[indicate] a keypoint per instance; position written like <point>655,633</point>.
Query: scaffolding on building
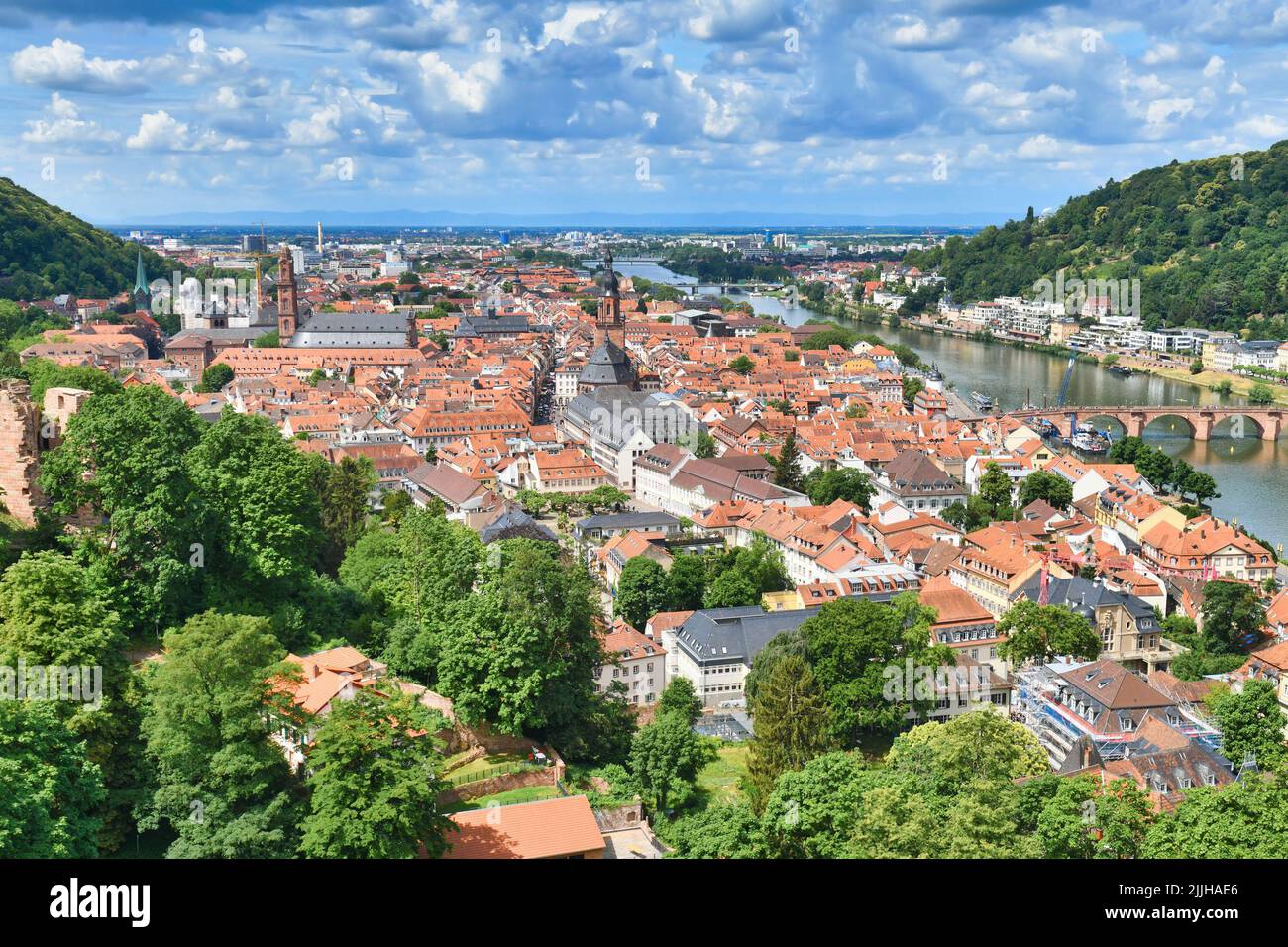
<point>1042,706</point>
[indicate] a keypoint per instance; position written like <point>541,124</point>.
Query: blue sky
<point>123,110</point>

#### What the exercise asks:
Show the lines of the records that include the string "position".

#### Answer box:
[indicate] a keypoint per instance; position written like <point>655,633</point>.
[indicate] a keypoint per instance; position written like <point>541,124</point>.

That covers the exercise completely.